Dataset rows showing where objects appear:
= = = =

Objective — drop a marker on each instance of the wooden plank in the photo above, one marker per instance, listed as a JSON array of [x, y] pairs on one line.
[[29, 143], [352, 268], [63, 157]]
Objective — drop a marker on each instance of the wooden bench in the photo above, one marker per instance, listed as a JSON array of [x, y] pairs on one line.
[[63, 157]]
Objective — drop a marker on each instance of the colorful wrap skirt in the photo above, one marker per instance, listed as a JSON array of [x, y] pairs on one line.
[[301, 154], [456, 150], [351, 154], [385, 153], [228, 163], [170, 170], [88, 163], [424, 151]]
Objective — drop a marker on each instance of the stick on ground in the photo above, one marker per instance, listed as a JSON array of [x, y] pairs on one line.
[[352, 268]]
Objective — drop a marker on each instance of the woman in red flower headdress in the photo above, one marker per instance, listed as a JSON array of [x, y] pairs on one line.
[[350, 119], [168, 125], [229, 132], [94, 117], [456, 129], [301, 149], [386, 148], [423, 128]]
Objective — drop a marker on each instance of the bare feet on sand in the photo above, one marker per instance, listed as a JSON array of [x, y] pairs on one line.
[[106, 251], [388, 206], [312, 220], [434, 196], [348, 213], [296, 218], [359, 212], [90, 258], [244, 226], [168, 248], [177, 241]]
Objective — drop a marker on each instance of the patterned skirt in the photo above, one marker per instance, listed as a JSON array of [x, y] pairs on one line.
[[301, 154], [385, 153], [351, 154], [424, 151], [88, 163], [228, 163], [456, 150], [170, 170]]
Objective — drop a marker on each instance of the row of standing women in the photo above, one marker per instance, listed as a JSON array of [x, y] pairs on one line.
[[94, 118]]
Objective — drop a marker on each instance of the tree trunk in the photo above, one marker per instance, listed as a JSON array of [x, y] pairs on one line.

= = = =

INSTRUCTIONS FOR THE TASK: Retype every line of the material above without changing anything.

CORRECT ANSWER:
Objective — drop a marker on each instance of the wooden plank in the photo above, one marker per instance, listed as a JSON array of [x, y] pairs on one line.
[[29, 143], [352, 268], [63, 157]]
Objective — drop a marker on each instance of the wooden bench in the photo above, one marker per instance, listed as a JSON array of [x, y] pairs on one line.
[[63, 157]]
Objective — drop a marker on each instance of the colorful wrap skirt in the photo above, one marker per instance, listed as a JSON array of [x, y] pairs on one line.
[[301, 154], [456, 150], [351, 154], [385, 153], [228, 163], [170, 170], [88, 163], [424, 151]]
Objective — drop a marker on each instance of the stick on ground in the photo above, one marker per instance, listed as a JSON array of [x, y] pairs on one line.
[[352, 268]]
Objective — drop a marker on each instance of the woman in red flower headdress in the photo above, one marker per instance, listed as a JSON array of [x, y] pairs on one line.
[[350, 119], [168, 125], [229, 132], [94, 117], [456, 129], [301, 149], [386, 148], [423, 128]]
Objective — drop a marker on each instance of the bare feet on sand in the photo above, one marker per instance, listed as a JSON array of [x, y] pairs on one line.
[[106, 251], [388, 206], [312, 220], [434, 196], [348, 213], [296, 218], [359, 212], [90, 258], [244, 226], [168, 248], [177, 241]]
Objective — drop a marker on each instance of the patterned skirt in the photo above, one marker per instance, listed as a JSON array of [x, y] pairs on one line.
[[301, 154], [385, 153], [351, 154], [424, 151], [88, 163], [228, 163], [456, 150], [170, 170]]
Objective — drop a marker on each instance of the row of standing women in the photo above, one marker per instance, listed as a JSON array of [x, y] pairs on one line.
[[94, 118]]
Objective — drop a marker on each instance of the tree trunk in the photo above, one marker per instance, listed as a JSON array of [x, y] pairs on one line.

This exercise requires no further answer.